#### Instructions to follow
What is needed is an exact copy of every entry below, minus the images.

#### Data
+--

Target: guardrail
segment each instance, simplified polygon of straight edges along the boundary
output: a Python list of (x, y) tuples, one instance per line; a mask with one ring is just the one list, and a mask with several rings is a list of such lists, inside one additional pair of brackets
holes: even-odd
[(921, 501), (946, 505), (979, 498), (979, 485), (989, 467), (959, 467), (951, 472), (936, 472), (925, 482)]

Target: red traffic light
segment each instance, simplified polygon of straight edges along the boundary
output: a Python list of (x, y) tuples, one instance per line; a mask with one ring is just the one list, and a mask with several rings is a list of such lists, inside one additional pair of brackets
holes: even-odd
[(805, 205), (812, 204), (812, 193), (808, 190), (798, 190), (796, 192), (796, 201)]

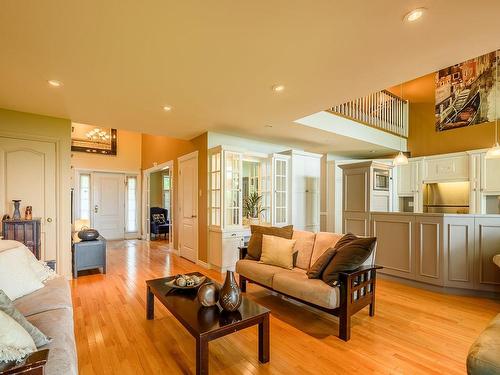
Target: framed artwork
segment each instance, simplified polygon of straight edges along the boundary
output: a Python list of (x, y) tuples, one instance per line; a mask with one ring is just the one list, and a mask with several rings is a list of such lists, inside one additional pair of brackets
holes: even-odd
[(71, 151), (116, 155), (116, 129), (93, 125), (71, 125)]
[(436, 131), (495, 120), (497, 65), (491, 52), (436, 73)]

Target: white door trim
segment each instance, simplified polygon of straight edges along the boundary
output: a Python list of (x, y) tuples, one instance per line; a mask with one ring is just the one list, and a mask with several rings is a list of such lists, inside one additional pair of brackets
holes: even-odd
[(148, 210), (148, 203), (150, 201), (150, 192), (149, 188), (147, 186), (148, 184), (148, 178), (150, 177), (151, 173), (154, 172), (159, 172), (162, 170), (165, 170), (166, 168), (169, 168), (172, 173), (170, 173), (170, 204), (171, 204), (171, 209), (170, 209), (170, 220), (172, 221), (170, 225), (170, 233), (169, 233), (169, 247), (173, 249), (173, 243), (174, 243), (174, 220), (176, 218), (175, 214), (175, 208), (176, 208), (176, 202), (174, 198), (174, 161), (169, 160), (161, 164), (157, 164), (154, 167), (145, 169), (142, 174), (142, 239), (149, 241), (150, 240), (150, 233), (149, 233), (149, 210)]
[[(189, 154), (186, 154), (186, 155), (182, 155), (180, 157), (177, 158), (177, 178), (178, 178), (178, 181), (179, 181), (179, 184), (181, 182), (181, 179), (180, 179), (180, 172), (181, 172), (181, 168), (180, 168), (180, 163), (183, 162), (183, 161), (186, 161), (186, 160), (190, 160), (190, 159), (196, 159), (198, 161), (198, 151), (193, 151)], [(199, 259), (199, 235), (198, 235), (198, 230), (199, 230), (199, 216), (200, 216), (200, 212), (199, 212), (199, 207), (198, 207), (198, 196), (199, 196), (199, 192), (198, 192), (198, 163), (196, 163), (196, 174), (195, 174), (195, 186), (196, 186), (196, 198), (195, 199), (195, 207), (196, 207), (196, 239), (195, 239), (195, 243), (196, 243), (196, 259), (195, 259), (195, 263), (198, 261)], [(179, 202), (180, 202), (180, 194), (182, 193), (182, 186), (179, 185), (179, 194), (177, 196), (177, 199), (179, 199)], [(181, 213), (181, 207), (180, 207), (180, 204), (179, 204), (179, 214)], [(179, 223), (178, 223), (178, 228), (179, 228), (179, 244), (182, 243), (182, 216), (179, 215)], [(181, 253), (181, 246), (178, 246), (179, 249), (179, 254)]]

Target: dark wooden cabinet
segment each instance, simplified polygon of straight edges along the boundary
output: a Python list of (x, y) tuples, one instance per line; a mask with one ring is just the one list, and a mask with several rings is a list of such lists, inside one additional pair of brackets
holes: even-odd
[(2, 221), (3, 238), (22, 242), (37, 259), (40, 259), (42, 247), (40, 225), (40, 219), (4, 220)]

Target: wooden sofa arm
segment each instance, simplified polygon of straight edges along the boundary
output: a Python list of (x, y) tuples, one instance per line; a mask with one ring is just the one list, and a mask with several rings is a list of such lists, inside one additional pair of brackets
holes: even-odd
[(245, 259), (248, 253), (248, 246), (241, 246), (238, 249), (240, 249), (240, 260)]
[(353, 271), (339, 272), (339, 279), (342, 280), (342, 279), (352, 278), (352, 277), (361, 275), (361, 274), (363, 274), (363, 273), (365, 273), (367, 271), (380, 270), (382, 268), (384, 268), (384, 267), (377, 266), (377, 265), (373, 265), (373, 266), (361, 266), (359, 268), (356, 268)]
[(49, 357), (49, 349), (31, 353), (20, 363), (8, 362), (0, 366), (0, 375), (43, 375), (43, 368)]

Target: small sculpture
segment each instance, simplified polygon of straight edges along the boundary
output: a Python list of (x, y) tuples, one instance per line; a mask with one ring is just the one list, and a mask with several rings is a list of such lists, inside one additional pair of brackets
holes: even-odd
[(205, 283), (198, 289), (198, 301), (202, 306), (210, 307), (219, 300), (219, 287), (214, 283)]
[(33, 219), (33, 207), (26, 206), (26, 210), (24, 211), (24, 220)]

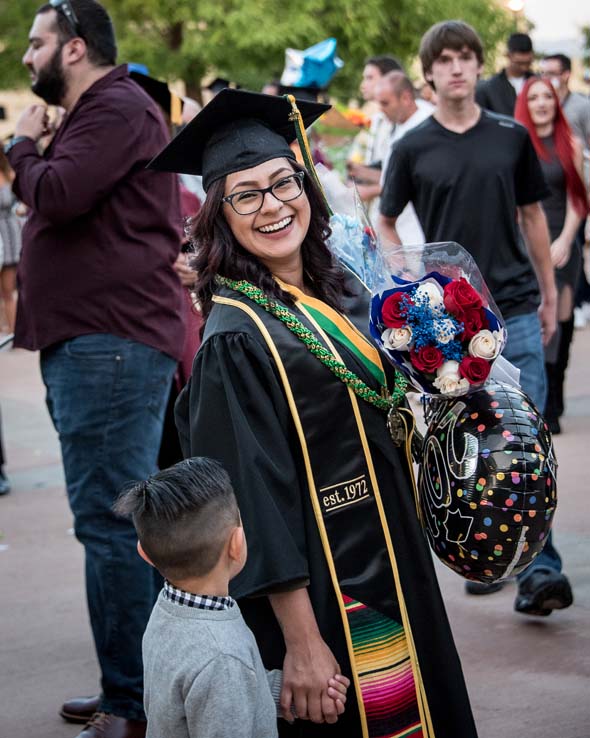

+--

#### Solution to this task
Target: guardrail
segment each instance, simplified polygon of straight edges along the boundary
output: a Python list of (x, y) tuples, one instance per line; a mask with one ring is just the one list, and a mask with several rings is a list of such lists, inside one additional pair of brackets
holes: even-odd
[(921, 501), (946, 505), (979, 498), (979, 485), (989, 467), (959, 467), (951, 472), (936, 472), (925, 482)]

Target: red traffic light
segment each instance, simplified polygon of straight edges along the boundary
output: a Python list of (x, y) tuples, one instance per line; a mask with one ring is just the one list, and a mask with several rings is a list of such lists, inside one additional pair of brackets
holes: even-odd
[(805, 205), (812, 204), (812, 193), (808, 190), (798, 190), (796, 192), (796, 201)]

Target: framed artwork
segment each instance, simplified polygon of straight edges along the boundary
output: a Python list of (x, y) tuples, one instance per line; a mask with one ring is just the one list, and a mask with several rings is a list of such lists, inside one additional pair of brackets
holes: even-odd
[(71, 151), (116, 155), (116, 129), (93, 125), (71, 125)]
[(436, 131), (495, 120), (497, 65), (491, 52), (436, 73)]

Target: white door trim
segment each instance, simplified polygon of straight edges along the boundary
output: a Python list of (x, y) tuples, one instance per line; a mask with one ring is just the one list, and a mask with several rings is a list of such lists, inside one additional pair of brackets
holes: even-odd
[(148, 210), (148, 203), (150, 201), (150, 192), (149, 188), (147, 186), (148, 184), (148, 178), (150, 177), (151, 173), (154, 172), (159, 172), (162, 170), (165, 170), (166, 168), (169, 168), (172, 173), (170, 173), (170, 204), (171, 204), (171, 209), (170, 209), (170, 220), (172, 221), (170, 225), (170, 233), (169, 233), (169, 247), (173, 249), (173, 243), (174, 243), (174, 220), (176, 218), (175, 214), (175, 208), (176, 208), (176, 202), (174, 198), (174, 161), (169, 160), (161, 164), (157, 164), (154, 167), (145, 169), (142, 174), (142, 239), (149, 241), (150, 240), (150, 233), (149, 233), (149, 210)]
[[(189, 154), (186, 154), (186, 155), (182, 155), (180, 157), (177, 158), (177, 178), (178, 178), (178, 181), (179, 181), (179, 184), (181, 182), (181, 179), (180, 179), (180, 172), (181, 172), (181, 168), (180, 168), (180, 163), (183, 162), (183, 161), (186, 161), (186, 160), (190, 160), (190, 159), (196, 159), (198, 161), (198, 151), (193, 151)], [(199, 259), (199, 235), (198, 235), (198, 230), (199, 230), (199, 216), (200, 216), (200, 212), (199, 212), (199, 207), (198, 207), (198, 196), (199, 196), (199, 192), (198, 192), (198, 163), (196, 163), (196, 174), (195, 174), (195, 186), (196, 186), (196, 198), (195, 199), (195, 207), (196, 207), (196, 239), (195, 239), (195, 243), (196, 243), (196, 259), (195, 259), (195, 263), (198, 261)], [(179, 202), (180, 202), (180, 194), (182, 193), (182, 186), (179, 185), (179, 194), (177, 196), (177, 199), (179, 199)], [(181, 213), (181, 207), (180, 207), (180, 204), (179, 204), (179, 214)], [(179, 223), (178, 223), (178, 228), (179, 228), (179, 244), (182, 243), (182, 216), (179, 215)], [(181, 253), (181, 246), (178, 246), (179, 249), (179, 254)]]

Target: dark wooden cabinet
segment each instance, simplified polygon of straight edges along the boundary
output: a Python list of (x, y) tuples, one instance per line; a mask with one ring is just the one list, and a mask with several rings is a list of such lists, inside one additional pair of brackets
holes: even-odd
[(2, 221), (3, 238), (22, 242), (37, 259), (40, 259), (42, 247), (40, 225), (40, 219), (4, 220)]

Target: wooden sofa arm
segment each instance, simplified polygon of straight edges along the boundary
output: a Python list of (x, y) tuples, one instance per line; a mask with one ring is just the one list, and a mask with several rings is a list of such lists, inside one additional pair of brackets
holes: even-odd
[(245, 259), (248, 253), (248, 246), (241, 246), (238, 249), (240, 249), (240, 260)]
[(353, 271), (339, 272), (339, 279), (342, 280), (342, 279), (352, 278), (352, 277), (361, 275), (361, 274), (363, 274), (363, 273), (365, 273), (367, 271), (380, 270), (382, 268), (384, 268), (384, 267), (377, 266), (377, 265), (373, 265), (373, 266), (361, 266), (359, 268), (356, 268)]
[(49, 357), (49, 349), (31, 353), (20, 363), (8, 362), (0, 366), (0, 375), (43, 375), (43, 368)]

Target: small sculpture
segment each instance, simplified polygon of straight edges along the boundary
output: a Python list of (x, y) tuples, one instance per line; a mask with one ring is just the one list, and a mask with several rings is a list of such lists, inside one additional pair of brackets
holes: even-odd
[(205, 283), (198, 289), (198, 301), (202, 306), (210, 307), (219, 300), (219, 287), (214, 283)]
[(33, 219), (33, 207), (26, 206), (26, 210), (24, 211), (24, 220)]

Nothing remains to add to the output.